WHAT THIS TASK INVOLVES. Could you repeat all the records below with each "even-odd" swapped for "nonzero" and every other part left unchanged?

RECORDS PROVIDED.
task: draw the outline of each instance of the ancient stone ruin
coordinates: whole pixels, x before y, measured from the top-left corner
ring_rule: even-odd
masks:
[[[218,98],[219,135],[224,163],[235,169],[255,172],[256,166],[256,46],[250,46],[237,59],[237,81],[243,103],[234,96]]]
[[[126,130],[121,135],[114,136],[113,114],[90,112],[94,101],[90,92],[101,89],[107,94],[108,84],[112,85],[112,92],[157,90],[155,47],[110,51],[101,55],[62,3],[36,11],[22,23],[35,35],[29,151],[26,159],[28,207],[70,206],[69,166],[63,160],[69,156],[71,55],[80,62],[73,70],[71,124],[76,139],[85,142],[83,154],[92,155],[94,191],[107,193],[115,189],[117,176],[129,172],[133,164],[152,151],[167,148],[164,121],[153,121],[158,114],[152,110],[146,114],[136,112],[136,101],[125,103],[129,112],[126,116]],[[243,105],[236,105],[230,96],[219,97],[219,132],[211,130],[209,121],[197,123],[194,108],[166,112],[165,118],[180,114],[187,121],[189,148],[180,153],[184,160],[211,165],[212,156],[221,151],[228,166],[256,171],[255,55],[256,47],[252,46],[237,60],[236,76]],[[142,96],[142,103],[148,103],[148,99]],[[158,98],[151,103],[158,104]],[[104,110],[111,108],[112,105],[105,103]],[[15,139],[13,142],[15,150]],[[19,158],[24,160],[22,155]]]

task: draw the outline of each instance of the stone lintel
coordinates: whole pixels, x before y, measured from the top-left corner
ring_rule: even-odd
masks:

RESPONSE TO THIS TASK.
task: draw the outline of each instance of the ancient stone ruin
coordinates: whole pixels, x before y, measured from the top-left corner
ring_rule: nonzero
masks:
[[[218,98],[219,135],[224,163],[235,169],[255,172],[256,166],[256,46],[250,46],[237,59],[237,81],[243,103],[234,96]]]
[[[126,130],[121,135],[114,136],[113,114],[90,112],[94,101],[90,92],[101,89],[107,94],[108,84],[112,85],[112,92],[157,90],[155,47],[110,51],[101,55],[62,3],[36,11],[22,23],[35,35],[29,151],[26,159],[28,207],[70,206],[69,166],[63,160],[69,156],[71,55],[80,62],[73,70],[71,124],[76,139],[85,142],[83,154],[92,155],[94,191],[107,193],[115,189],[117,176],[129,172],[133,164],[152,151],[167,148],[164,121],[153,121],[158,114],[152,110],[146,114],[136,112],[136,101],[125,103],[129,112],[126,116]],[[243,105],[236,105],[230,96],[219,97],[219,132],[211,130],[209,121],[197,123],[194,108],[166,112],[165,118],[180,114],[187,121],[189,148],[180,153],[184,160],[211,165],[212,156],[221,151],[228,166],[256,171],[255,55],[256,47],[252,46],[237,60],[236,76]],[[142,96],[142,103],[148,103],[148,99]],[[158,98],[151,103],[158,104]],[[104,110],[111,108],[112,105],[105,103]],[[15,139],[13,142],[15,150]],[[19,158],[24,160],[22,155]]]

task: draw the outline of each instance of the stone lintel
coordinates: whole pixels, x before y, measured from the top-left corner
ring_rule: nonzero
masks:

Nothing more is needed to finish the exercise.